What needs to be done:
Reproduce the records below word for word, but leave the pictures out of your answer.

Records from a point annotation dataset:
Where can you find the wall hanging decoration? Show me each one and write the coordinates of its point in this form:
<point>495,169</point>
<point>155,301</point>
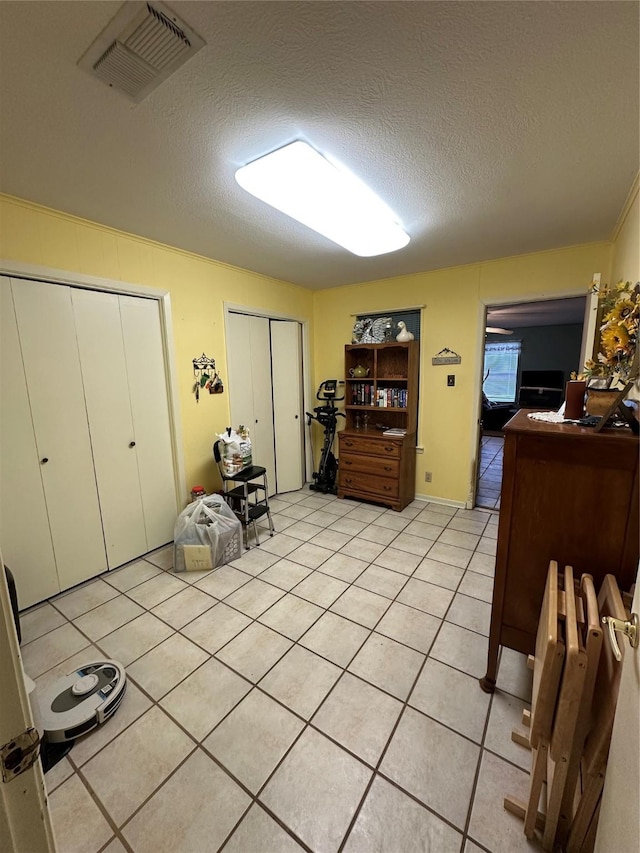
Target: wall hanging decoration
<point>206,376</point>
<point>446,356</point>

Solution for this problem:
Where can you find the wall hanging decoration? Show me each one and write the coordinates of its point in this form:
<point>495,169</point>
<point>155,301</point>
Target: wall hanging decoration
<point>206,376</point>
<point>446,356</point>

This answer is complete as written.